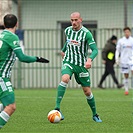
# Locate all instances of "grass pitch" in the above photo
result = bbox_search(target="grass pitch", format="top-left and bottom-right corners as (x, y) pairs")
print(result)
(0, 89), (133, 133)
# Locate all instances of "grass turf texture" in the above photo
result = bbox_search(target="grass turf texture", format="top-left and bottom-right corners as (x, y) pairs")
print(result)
(0, 89), (133, 133)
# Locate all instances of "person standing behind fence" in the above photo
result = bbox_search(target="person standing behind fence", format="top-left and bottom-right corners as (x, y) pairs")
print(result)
(0, 14), (49, 128)
(115, 27), (133, 95)
(55, 12), (102, 122)
(98, 35), (123, 89)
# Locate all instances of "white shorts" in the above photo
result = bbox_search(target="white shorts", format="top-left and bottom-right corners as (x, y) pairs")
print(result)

══════════

» 要件
上の一覧の行をすべて、空行を除いて番号付きリストとして出力すること。画像は解答に含めないこと。

» 想定解答
1. # Locate all instances of "grass pitch" in the above photo
2. result = bbox_search(target="grass pitch", format="top-left and bottom-right corners as (x, y) pairs")
3. print(result)
4. (0, 89), (133, 133)
5. # Locate all instances of "grass turf texture" in the above photo
6. result = bbox_search(target="grass turf texture", format="top-left and bottom-right corners as (x, y) pairs")
7. print(result)
8. (0, 89), (133, 133)
9. # Locate all instances of "person standing behind fence" in the above photo
10. result = bbox_search(target="person standing behind fence", format="top-left and bottom-right corners as (x, y) pairs")
11. print(result)
12. (0, 14), (49, 128)
13. (115, 27), (133, 95)
14. (55, 12), (102, 122)
15. (98, 35), (123, 89)
16. # Locate all instances of "white shorts" in the above photo
17. result = bbox_search(target="white shorts", format="top-left and bottom-right corners as (x, y) pairs")
18. print(result)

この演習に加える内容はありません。